BEGIN

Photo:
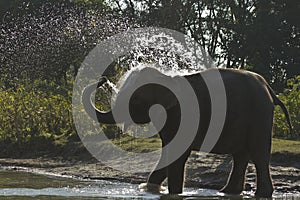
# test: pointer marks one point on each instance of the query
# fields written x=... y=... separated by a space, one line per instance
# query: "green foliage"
x=291 y=98
x=30 y=115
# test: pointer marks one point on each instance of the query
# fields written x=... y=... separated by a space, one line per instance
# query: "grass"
x=285 y=146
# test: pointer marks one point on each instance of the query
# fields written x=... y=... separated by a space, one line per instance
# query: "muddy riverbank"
x=210 y=171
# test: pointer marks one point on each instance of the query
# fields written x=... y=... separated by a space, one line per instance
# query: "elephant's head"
x=141 y=89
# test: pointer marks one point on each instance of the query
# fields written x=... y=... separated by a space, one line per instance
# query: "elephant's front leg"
x=157 y=176
x=175 y=173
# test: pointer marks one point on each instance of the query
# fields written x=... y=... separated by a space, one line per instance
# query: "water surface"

END

- The problem
All of the material should be written out again exactly, apart from the pictures.

- Written answer
Photo:
# test: pointer marks one point on each instance of the query
# fields written x=... y=... separated by a space, one line per instance
# query: "green foliage"
x=291 y=98
x=30 y=115
# test: pointer marks one point on each instance of the query
# fields written x=... y=... separated by a space, one line per instance
# query: "grass"
x=285 y=146
# test: pointer marks one point on each instance of the query
# fields written x=... y=... separated by a space, one line per instance
# query: "muddy riverbank"
x=210 y=171
# test: pointer marks one point on each instance of the query
# fields written x=... y=... separated by a space, one line per instance
# query: "elephant's head"
x=141 y=89
# test: pointer marks one point on each instance of the query
# fields written x=... y=... separated by a space, one line per instance
# query: "elephant's front leg"
x=157 y=176
x=175 y=173
# test: pointer marks one point on each instance of the query
# fields written x=... y=... separated by a space, one line per instance
# query: "water surface"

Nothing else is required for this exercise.